*Set exercise*. Edit the records below so that every "single dot" reads "single point", keeping all other text the same.

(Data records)
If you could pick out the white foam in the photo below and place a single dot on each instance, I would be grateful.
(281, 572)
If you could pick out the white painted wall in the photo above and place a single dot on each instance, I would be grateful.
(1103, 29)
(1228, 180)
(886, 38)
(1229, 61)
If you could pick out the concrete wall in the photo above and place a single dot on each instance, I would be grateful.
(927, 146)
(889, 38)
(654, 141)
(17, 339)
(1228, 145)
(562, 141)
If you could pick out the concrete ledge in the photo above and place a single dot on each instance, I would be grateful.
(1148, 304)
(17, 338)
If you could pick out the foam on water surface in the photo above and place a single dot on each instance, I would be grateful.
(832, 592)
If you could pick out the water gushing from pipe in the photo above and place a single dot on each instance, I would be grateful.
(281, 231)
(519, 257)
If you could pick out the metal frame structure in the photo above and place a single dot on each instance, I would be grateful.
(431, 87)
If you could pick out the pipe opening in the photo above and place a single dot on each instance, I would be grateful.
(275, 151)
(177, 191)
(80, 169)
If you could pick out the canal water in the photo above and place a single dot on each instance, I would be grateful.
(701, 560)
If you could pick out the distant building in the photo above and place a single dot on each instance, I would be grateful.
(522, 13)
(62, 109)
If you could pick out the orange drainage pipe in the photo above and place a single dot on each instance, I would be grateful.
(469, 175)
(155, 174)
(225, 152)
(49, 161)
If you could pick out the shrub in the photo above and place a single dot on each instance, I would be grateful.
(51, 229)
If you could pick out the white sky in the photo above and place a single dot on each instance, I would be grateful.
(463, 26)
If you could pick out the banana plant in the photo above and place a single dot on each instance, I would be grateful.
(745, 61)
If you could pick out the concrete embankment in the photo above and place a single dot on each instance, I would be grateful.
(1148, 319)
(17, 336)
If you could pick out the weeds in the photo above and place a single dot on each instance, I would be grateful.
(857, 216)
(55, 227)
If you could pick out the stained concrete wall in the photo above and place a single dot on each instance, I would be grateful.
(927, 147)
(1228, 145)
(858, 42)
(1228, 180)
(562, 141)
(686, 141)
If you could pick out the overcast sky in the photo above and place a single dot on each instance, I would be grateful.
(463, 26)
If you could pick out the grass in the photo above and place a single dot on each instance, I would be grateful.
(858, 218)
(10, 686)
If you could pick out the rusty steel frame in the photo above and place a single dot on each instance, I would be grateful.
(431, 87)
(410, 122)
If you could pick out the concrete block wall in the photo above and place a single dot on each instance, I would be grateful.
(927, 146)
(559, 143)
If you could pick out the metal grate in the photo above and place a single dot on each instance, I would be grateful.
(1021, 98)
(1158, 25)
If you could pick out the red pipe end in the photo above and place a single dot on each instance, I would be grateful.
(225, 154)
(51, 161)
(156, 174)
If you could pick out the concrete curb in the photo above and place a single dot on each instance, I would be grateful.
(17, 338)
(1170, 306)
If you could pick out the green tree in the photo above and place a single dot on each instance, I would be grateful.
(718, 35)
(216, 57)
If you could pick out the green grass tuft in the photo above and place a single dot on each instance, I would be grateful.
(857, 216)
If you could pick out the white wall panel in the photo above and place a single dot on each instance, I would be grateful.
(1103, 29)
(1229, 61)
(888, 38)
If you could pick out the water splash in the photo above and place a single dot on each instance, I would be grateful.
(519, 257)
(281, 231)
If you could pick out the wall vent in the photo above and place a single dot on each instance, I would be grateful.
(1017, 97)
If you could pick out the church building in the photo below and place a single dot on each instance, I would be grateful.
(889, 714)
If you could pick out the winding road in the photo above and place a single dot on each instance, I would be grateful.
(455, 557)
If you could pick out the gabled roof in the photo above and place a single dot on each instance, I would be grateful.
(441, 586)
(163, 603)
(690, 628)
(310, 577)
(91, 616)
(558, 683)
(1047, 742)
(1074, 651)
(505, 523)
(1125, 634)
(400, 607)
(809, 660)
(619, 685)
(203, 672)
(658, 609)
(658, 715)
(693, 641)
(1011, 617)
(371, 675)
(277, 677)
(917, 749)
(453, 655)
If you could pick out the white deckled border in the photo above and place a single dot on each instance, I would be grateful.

*Task solution*.
If you could pick out the white foam in the photo below and place a single point on each instance, I would be grateful.
(281, 572)
If you could pick out the white painted wall in the photo above and place a single point on each instance, I would be grateful.
(1103, 29)
(1228, 180)
(886, 38)
(1229, 61)
If you could pick out the concrete wall in the photo above and place a single point on each instance, I would be grateful.
(927, 146)
(889, 38)
(654, 141)
(17, 339)
(1228, 145)
(562, 141)
If you could pick out the concrete ledge in the photo above and place a single point on each instance, I would be grateful.
(1148, 304)
(17, 338)
If you could pick out the foam on water surface in the photo above and place a single point on each instance, I would be grateful.
(832, 592)
If you could pick out the water gushing from pipe in the photo above and place a single point on each instance, I would be grateful.
(281, 231)
(519, 257)
If you could pick out the metal frame structure in the photo above and place a single point on each instance, I would be grateful.
(431, 87)
If you could pick out the pipe opening in the photo above and place a single point on each instance, I would be grateful.
(275, 151)
(177, 191)
(80, 169)
If you could pick out the canal water in the photo above and place a single point on each instance, I would be grateful.
(701, 560)
If you could pick out the distant building in the photo above and place a single point on each instance, I would be grateful.
(522, 13)
(62, 109)
If you could pick out the orange drainage pipe in the photo above and place a single point on each instance, I would be grateful.
(469, 175)
(155, 174)
(225, 152)
(49, 161)
If you could pick out the shrub in the photo above and place a single point on each instance, I would be grateful.
(51, 229)
If you could pick out the white sky in the photo above and place a single point on each instance, I would be grateful.
(463, 26)
If you could pick out the banana plant in the photo above and place a single point on each instance, I would be grateful.
(745, 61)
If you could pick out the concrete embankment in the photo above and place a single point on each instance, I would be grateful.
(1148, 319)
(17, 336)
If you could pick out the weeds in the photo above and place a single point on each instance, I would be grateful.
(857, 216)
(55, 227)
If you could pick out the stained concrete wall in the photo above and place a single point on each instance, I would be grateful.
(927, 147)
(1228, 145)
(858, 42)
(1228, 180)
(562, 141)
(686, 141)
If you could pick out the overcast sky in the photo above and place a single point on each instance, I would be grateful.
(463, 26)
If you could pick out the grass in the photo above and place a single point on each instance, I would be grateful.
(858, 218)
(10, 686)
If you could pick out the rusty steel frame in the photo above and place a single point on each instance, I would be grateful.
(431, 87)
(410, 122)
If you could pick out the concrete block wall in the photo above and place a single point on each instance, I would be grateful.
(927, 146)
(559, 143)
If you could pick out the metal grate in the photo above and place a single point on each instance, I would be grateful.
(1021, 98)
(1158, 25)
If you could pick out the red pipe end in the photo above and place a single point on each instance, I would be grateful.
(225, 154)
(51, 161)
(156, 174)
If you could pick out the concrete curb in the photo above and place a single point on each instance, I would be grateful.
(17, 338)
(1170, 306)
If you could pick out the green tree in the photo above and place a single point on each instance, I would be grateful.
(718, 35)
(216, 57)
If you could pick out the green grass tuft in the photo above and place a single point on each instance, I would be grateful.
(857, 216)
If you could pick out the white wall panel in the photo above and place a single point on each instance, I would be grateful.
(1103, 29)
(1229, 61)
(888, 38)
If you could pick out the water splash in the photo above and place a single point on each instance, I would be grateful.
(519, 257)
(281, 231)
If you could pick out the wall vent in the photo above and place a single point on each instance, I would be grateful.
(1017, 97)
If you could pick out the church building in the photo below and place a single point on each instance, I would be grateful.
(889, 714)
If you could pick out the winding road in the photo above and place a single point on each instance, I would be grateful.
(455, 557)
If you could pick out the gabled roof in the photo above and place a single point on each instance, I would be grateful.
(441, 586)
(163, 603)
(690, 628)
(310, 577)
(91, 616)
(558, 683)
(1047, 742)
(1074, 651)
(505, 523)
(1125, 634)
(400, 607)
(809, 660)
(619, 685)
(203, 672)
(658, 609)
(658, 715)
(693, 641)
(1011, 617)
(371, 675)
(277, 677)
(917, 749)
(453, 655)
If you could pick out the white deckled border in the photo above and place a single point on each instance, I would be grateful.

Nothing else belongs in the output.